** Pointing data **
══════════

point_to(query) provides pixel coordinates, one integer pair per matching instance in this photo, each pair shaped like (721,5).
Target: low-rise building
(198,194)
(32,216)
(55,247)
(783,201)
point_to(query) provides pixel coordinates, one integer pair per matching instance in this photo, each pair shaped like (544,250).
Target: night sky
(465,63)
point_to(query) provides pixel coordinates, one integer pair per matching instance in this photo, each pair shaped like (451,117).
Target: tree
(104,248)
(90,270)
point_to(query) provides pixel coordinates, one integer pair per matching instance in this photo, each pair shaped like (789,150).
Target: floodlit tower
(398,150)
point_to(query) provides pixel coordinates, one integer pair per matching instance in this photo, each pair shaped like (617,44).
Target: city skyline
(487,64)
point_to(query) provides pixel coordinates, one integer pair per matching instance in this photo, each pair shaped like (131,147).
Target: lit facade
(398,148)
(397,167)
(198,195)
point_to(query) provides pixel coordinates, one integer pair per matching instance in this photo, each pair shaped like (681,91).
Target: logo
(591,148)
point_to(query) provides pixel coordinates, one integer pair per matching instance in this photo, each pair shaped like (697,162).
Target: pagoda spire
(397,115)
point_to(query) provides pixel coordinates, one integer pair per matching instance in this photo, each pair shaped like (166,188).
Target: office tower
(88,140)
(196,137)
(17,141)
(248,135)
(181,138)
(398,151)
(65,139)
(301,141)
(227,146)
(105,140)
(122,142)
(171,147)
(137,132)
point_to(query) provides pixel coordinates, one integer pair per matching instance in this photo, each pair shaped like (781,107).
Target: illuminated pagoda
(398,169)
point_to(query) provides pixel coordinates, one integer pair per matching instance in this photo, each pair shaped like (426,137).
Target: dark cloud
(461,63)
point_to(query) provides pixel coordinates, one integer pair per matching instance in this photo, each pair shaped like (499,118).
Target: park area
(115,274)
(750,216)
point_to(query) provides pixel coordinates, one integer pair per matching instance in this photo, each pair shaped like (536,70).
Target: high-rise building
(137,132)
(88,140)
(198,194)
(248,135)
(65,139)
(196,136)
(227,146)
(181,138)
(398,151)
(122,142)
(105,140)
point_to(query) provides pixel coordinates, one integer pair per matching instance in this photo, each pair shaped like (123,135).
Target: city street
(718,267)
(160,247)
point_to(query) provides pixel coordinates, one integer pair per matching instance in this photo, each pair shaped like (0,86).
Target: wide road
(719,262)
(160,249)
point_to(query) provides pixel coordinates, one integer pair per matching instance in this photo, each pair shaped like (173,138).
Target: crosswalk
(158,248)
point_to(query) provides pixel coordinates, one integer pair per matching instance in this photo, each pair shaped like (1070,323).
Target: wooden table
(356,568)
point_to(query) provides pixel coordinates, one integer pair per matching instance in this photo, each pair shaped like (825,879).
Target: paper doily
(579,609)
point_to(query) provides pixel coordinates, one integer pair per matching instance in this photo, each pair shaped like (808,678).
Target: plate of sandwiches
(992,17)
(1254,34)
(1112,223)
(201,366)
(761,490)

══════════

Reproduce the data verbatim, from the line containing "shaped like (173,138)." down through the end of the data, including both of those boundaries.

point_to(query) provides pixel coordinates, one integer pair per matching instance in this photo, each pair shaped like (173,138).
Target: crosswalk
(158,248)
point_to(query) provides pixel coordinates, one integer pair per matching instance in this photo, each pair shaped like (1070,323).
Target: wooden table
(356,568)
point_to(query) provides pixel coordinates, one integer pair per matching instance in this photo, each pair shaped like (825,879).
Target: paper doily
(579,609)
point_to(query) provides pixel coordinates, one integer pair per matching instance in this photo, each pair shaped like (808,678).
Target: plate of sandwiches
(992,17)
(1254,34)
(1112,223)
(201,366)
(761,490)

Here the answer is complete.